■ **Listing**
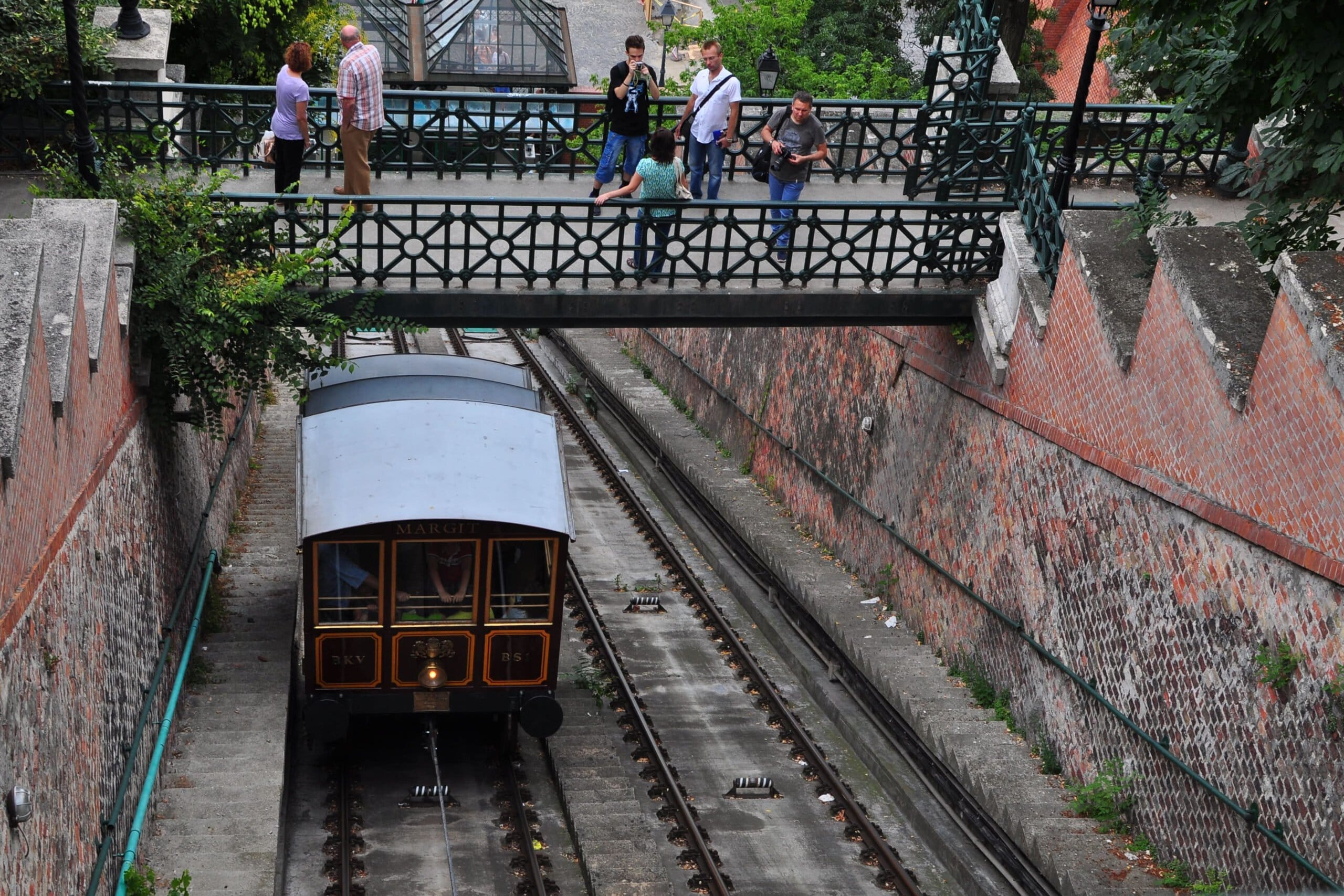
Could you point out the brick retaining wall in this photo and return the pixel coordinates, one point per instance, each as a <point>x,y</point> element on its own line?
<point>96,520</point>
<point>1164,606</point>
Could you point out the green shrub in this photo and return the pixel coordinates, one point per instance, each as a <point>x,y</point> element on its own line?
<point>1105,798</point>
<point>1277,664</point>
<point>143,883</point>
<point>33,46</point>
<point>215,309</point>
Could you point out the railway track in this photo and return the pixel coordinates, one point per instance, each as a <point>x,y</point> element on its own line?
<point>941,782</point>
<point>893,876</point>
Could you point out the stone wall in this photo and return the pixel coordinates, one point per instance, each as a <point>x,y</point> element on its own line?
<point>97,512</point>
<point>1131,567</point>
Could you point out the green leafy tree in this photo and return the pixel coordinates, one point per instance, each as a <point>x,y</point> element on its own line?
<point>244,41</point>
<point>1233,64</point>
<point>33,46</point>
<point>215,309</point>
<point>872,71</point>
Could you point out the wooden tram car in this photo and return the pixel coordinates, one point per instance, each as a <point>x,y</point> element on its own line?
<point>435,525</point>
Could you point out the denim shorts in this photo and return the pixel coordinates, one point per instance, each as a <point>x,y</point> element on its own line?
<point>634,154</point>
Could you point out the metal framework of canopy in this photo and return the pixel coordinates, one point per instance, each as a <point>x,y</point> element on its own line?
<point>474,44</point>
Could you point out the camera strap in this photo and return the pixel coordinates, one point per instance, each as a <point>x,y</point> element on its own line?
<point>705,100</point>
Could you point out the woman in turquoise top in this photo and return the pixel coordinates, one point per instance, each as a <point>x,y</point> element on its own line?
<point>658,174</point>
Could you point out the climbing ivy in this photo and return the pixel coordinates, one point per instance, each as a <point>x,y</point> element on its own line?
<point>215,308</point>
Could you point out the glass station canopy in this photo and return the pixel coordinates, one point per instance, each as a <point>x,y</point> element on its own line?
<point>472,44</point>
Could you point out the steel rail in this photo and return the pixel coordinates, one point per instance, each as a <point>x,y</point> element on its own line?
<point>711,876</point>
<point>443,808</point>
<point>1018,628</point>
<point>524,828</point>
<point>344,847</point>
<point>947,787</point>
<point>899,878</point>
<point>705,859</point>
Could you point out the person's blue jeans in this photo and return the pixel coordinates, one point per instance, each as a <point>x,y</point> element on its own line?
<point>786,193</point>
<point>615,143</point>
<point>699,154</point>
<point>660,227</point>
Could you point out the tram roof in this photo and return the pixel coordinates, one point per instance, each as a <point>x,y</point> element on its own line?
<point>430,460</point>
<point>393,364</point>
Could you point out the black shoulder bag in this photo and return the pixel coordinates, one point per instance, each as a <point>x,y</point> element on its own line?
<point>690,119</point>
<point>761,164</point>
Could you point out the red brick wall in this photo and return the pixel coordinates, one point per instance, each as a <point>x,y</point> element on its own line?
<point>59,458</point>
<point>1141,529</point>
<point>1067,37</point>
<point>96,523</point>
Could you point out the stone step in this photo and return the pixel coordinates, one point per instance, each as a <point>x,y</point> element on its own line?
<point>262,719</point>
<point>232,827</point>
<point>224,803</point>
<point>206,782</point>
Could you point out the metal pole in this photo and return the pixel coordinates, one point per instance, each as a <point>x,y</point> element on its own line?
<point>130,25</point>
<point>1066,164</point>
<point>85,145</point>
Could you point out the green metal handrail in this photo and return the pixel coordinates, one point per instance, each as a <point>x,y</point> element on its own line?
<point>147,789</point>
<point>436,242</point>
<point>109,821</point>
<point>443,133</point>
<point>1251,813</point>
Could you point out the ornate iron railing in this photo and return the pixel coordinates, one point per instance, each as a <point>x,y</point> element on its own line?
<point>1040,212</point>
<point>437,242</point>
<point>514,135</point>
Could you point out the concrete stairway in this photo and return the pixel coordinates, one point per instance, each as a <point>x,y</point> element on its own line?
<point>221,789</point>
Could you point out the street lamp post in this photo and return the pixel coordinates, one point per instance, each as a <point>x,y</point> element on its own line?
<point>1067,159</point>
<point>768,71</point>
<point>130,25</point>
<point>668,15</point>
<point>85,145</point>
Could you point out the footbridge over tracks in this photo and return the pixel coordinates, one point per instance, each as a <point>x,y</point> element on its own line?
<point>480,217</point>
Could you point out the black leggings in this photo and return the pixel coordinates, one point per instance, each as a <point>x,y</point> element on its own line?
<point>289,163</point>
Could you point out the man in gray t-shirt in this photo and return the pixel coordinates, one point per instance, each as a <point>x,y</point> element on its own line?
<point>796,139</point>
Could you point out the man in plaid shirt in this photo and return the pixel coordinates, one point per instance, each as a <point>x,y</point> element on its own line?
<point>361,92</point>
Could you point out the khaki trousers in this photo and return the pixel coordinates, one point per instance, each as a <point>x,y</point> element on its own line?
<point>354,145</point>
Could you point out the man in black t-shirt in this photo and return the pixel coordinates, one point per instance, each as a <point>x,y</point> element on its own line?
<point>627,114</point>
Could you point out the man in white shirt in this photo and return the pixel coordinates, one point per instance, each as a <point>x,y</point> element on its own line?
<point>717,102</point>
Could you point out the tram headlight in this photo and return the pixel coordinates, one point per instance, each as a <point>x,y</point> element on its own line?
<point>432,675</point>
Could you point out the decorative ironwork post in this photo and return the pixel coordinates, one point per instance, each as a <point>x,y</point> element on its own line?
<point>1235,155</point>
<point>85,145</point>
<point>1067,159</point>
<point>130,25</point>
<point>668,15</point>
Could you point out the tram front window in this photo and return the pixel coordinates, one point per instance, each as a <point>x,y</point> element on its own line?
<point>521,579</point>
<point>349,582</point>
<point>436,581</point>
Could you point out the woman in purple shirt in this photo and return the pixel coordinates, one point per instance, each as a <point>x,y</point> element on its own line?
<point>291,119</point>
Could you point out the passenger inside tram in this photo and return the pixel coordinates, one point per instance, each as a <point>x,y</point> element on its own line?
<point>347,592</point>
<point>436,581</point>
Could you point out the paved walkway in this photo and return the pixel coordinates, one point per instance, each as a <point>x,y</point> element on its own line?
<point>219,806</point>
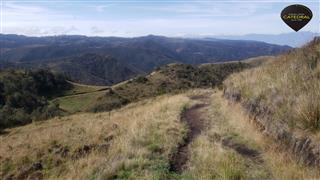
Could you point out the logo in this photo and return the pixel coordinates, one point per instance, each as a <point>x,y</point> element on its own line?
<point>296,16</point>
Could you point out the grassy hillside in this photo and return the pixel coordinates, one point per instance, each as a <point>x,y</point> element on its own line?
<point>141,141</point>
<point>135,141</point>
<point>24,96</point>
<point>289,87</point>
<point>283,98</point>
<point>109,60</point>
<point>172,78</point>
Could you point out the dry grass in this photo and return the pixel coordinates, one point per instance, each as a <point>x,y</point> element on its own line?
<point>289,86</point>
<point>280,164</point>
<point>210,159</point>
<point>133,142</point>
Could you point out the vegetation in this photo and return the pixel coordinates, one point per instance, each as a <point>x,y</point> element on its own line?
<point>110,60</point>
<point>133,142</point>
<point>24,96</point>
<point>172,78</point>
<point>288,88</point>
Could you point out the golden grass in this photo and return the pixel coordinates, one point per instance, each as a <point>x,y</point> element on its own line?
<point>289,86</point>
<point>280,164</point>
<point>139,139</point>
<point>209,159</point>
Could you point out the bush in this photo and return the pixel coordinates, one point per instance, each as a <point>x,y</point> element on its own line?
<point>24,96</point>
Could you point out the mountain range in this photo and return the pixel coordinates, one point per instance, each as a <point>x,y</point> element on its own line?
<point>294,39</point>
<point>109,60</point>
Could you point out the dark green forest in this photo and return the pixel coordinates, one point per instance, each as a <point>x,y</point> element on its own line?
<point>24,96</point>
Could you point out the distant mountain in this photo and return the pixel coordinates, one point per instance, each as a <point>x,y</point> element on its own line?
<point>93,69</point>
<point>107,60</point>
<point>294,39</point>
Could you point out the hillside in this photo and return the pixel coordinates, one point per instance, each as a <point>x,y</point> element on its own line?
<point>118,59</point>
<point>172,78</point>
<point>283,98</point>
<point>24,96</point>
<point>191,135</point>
<point>256,119</point>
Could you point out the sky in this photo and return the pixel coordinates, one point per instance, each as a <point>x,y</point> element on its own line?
<point>129,18</point>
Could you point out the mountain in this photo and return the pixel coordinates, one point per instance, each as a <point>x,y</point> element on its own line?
<point>130,56</point>
<point>294,39</point>
<point>169,131</point>
<point>24,96</point>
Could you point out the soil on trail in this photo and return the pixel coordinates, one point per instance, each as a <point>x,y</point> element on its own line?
<point>195,123</point>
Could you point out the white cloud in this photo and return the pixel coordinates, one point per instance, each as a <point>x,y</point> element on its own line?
<point>194,18</point>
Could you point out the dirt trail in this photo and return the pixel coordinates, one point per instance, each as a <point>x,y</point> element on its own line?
<point>195,124</point>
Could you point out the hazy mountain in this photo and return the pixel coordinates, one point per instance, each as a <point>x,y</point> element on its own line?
<point>294,39</point>
<point>128,56</point>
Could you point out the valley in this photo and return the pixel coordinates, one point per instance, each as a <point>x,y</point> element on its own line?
<point>254,119</point>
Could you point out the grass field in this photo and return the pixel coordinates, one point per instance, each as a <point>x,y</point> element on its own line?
<point>80,97</point>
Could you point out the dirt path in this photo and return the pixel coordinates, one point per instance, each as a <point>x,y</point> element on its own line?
<point>207,117</point>
<point>195,123</point>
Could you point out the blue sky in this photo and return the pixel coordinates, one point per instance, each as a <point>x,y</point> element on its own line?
<point>141,17</point>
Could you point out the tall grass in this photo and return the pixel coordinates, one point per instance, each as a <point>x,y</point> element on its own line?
<point>289,86</point>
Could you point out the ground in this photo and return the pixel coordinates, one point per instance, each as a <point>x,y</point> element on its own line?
<point>193,135</point>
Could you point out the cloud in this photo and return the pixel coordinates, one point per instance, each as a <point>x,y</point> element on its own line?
<point>101,8</point>
<point>96,30</point>
<point>177,19</point>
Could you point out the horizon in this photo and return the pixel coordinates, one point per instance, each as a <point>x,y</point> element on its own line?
<point>136,18</point>
<point>157,35</point>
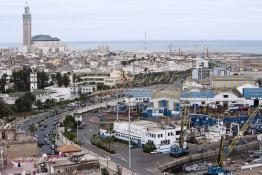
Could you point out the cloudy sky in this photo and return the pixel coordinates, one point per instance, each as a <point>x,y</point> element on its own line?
<point>100,20</point>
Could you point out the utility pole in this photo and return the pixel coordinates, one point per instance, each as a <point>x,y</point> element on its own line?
<point>117,112</point>
<point>129,141</point>
<point>145,42</point>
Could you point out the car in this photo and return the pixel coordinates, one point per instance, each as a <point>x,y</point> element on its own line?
<point>40,144</point>
<point>154,152</point>
<point>81,127</point>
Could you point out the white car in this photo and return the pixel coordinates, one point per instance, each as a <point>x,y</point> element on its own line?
<point>154,152</point>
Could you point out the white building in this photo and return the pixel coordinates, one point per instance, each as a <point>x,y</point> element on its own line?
<point>33,81</point>
<point>143,131</point>
<point>84,89</point>
<point>55,93</point>
<point>109,79</point>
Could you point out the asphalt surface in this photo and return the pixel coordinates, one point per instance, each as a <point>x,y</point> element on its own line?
<point>142,163</point>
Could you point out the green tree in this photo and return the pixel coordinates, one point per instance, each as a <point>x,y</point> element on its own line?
<point>42,80</point>
<point>104,171</point>
<point>39,104</point>
<point>3,83</point>
<point>5,110</point>
<point>259,82</point>
<point>59,79</point>
<point>32,129</point>
<point>149,147</point>
<point>66,80</point>
<point>109,139</point>
<point>69,123</point>
<point>21,80</point>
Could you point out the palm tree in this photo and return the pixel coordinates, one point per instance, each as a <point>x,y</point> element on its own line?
<point>32,128</point>
<point>109,139</point>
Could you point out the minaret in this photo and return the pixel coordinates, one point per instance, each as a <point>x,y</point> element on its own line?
<point>27,27</point>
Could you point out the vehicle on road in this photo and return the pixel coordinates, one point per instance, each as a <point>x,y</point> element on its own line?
<point>154,152</point>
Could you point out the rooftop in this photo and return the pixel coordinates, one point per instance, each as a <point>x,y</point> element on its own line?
<point>233,78</point>
<point>139,93</point>
<point>69,148</point>
<point>44,38</point>
<point>196,94</point>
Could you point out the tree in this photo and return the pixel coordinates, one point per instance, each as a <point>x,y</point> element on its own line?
<point>42,80</point>
<point>21,80</point>
<point>32,129</point>
<point>104,171</point>
<point>109,139</point>
<point>59,79</point>
<point>259,82</point>
<point>3,83</point>
<point>69,123</point>
<point>66,80</point>
<point>39,104</point>
<point>149,147</point>
<point>5,110</point>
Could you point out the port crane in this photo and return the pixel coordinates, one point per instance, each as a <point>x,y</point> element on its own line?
<point>225,151</point>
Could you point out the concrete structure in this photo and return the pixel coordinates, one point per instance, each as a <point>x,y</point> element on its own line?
<point>46,44</point>
<point>82,163</point>
<point>15,144</point>
<point>138,95</point>
<point>109,79</point>
<point>202,73</point>
<point>55,93</point>
<point>33,81</point>
<point>27,28</point>
<point>231,82</point>
<point>143,131</point>
<point>83,89</point>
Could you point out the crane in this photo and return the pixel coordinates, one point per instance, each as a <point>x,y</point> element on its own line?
<point>224,152</point>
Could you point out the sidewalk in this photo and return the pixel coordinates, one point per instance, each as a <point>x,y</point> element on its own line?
<point>104,161</point>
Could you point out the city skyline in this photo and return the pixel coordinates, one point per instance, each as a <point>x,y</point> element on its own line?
<point>117,20</point>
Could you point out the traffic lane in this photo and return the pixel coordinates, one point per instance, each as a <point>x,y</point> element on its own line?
<point>142,163</point>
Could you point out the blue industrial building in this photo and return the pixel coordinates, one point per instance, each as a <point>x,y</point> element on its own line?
<point>197,94</point>
<point>252,93</point>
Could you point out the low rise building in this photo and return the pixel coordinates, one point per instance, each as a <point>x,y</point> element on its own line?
<point>143,131</point>
<point>14,144</point>
<point>81,163</point>
<point>110,79</point>
<point>231,82</point>
<point>138,95</point>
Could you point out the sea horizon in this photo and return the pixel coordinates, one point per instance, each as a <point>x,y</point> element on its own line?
<point>230,46</point>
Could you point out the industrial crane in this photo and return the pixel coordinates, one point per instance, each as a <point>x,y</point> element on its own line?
<point>224,152</point>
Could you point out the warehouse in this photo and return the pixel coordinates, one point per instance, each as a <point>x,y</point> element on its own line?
<point>143,131</point>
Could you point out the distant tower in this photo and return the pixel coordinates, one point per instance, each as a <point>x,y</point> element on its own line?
<point>145,42</point>
<point>33,81</point>
<point>27,28</point>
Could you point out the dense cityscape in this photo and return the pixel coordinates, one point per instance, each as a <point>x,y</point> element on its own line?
<point>101,111</point>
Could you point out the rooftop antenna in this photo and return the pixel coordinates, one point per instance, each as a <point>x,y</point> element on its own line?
<point>145,42</point>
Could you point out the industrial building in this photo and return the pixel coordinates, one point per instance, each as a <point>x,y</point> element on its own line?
<point>143,131</point>
<point>231,82</point>
<point>138,95</point>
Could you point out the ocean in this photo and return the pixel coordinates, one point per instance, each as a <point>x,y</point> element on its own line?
<point>254,47</point>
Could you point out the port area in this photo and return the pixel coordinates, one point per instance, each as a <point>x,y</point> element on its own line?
<point>241,156</point>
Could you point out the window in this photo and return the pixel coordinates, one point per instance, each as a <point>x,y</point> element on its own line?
<point>165,142</point>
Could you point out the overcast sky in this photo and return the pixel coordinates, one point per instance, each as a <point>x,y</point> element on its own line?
<point>93,20</point>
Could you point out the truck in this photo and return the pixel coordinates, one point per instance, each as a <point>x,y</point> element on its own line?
<point>177,151</point>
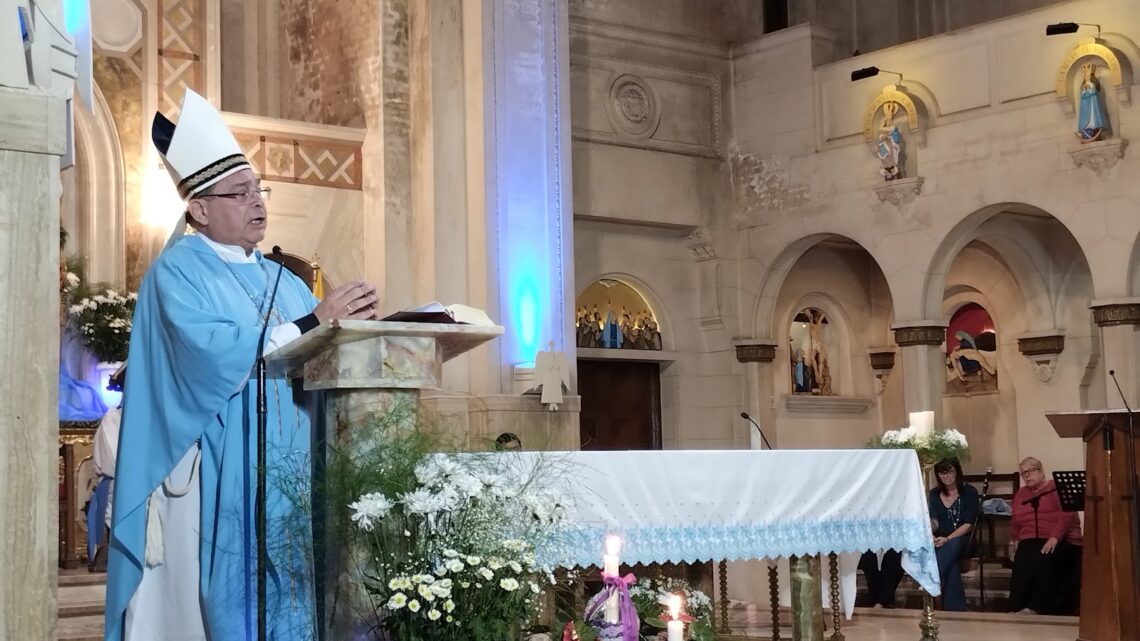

■ **Exercise directions**
Express the records from the line with "Could you point out the woman in turquoise" to the line with "<point>215,308</point>" as a JSON list of strings, one string per line, leaving out any blank lines.

■ **Written answer**
[
  "Could you point out the woman in turquoise top in this photo and return the pixel coordinates, one point per instance, each as a <point>x,y</point> element on its own line?",
  "<point>658,174</point>",
  "Could you point out the climbing ivy in this photo and return the pixel coordinates, one point per instance, each as a <point>x,y</point> element on its own line?",
  "<point>215,308</point>"
]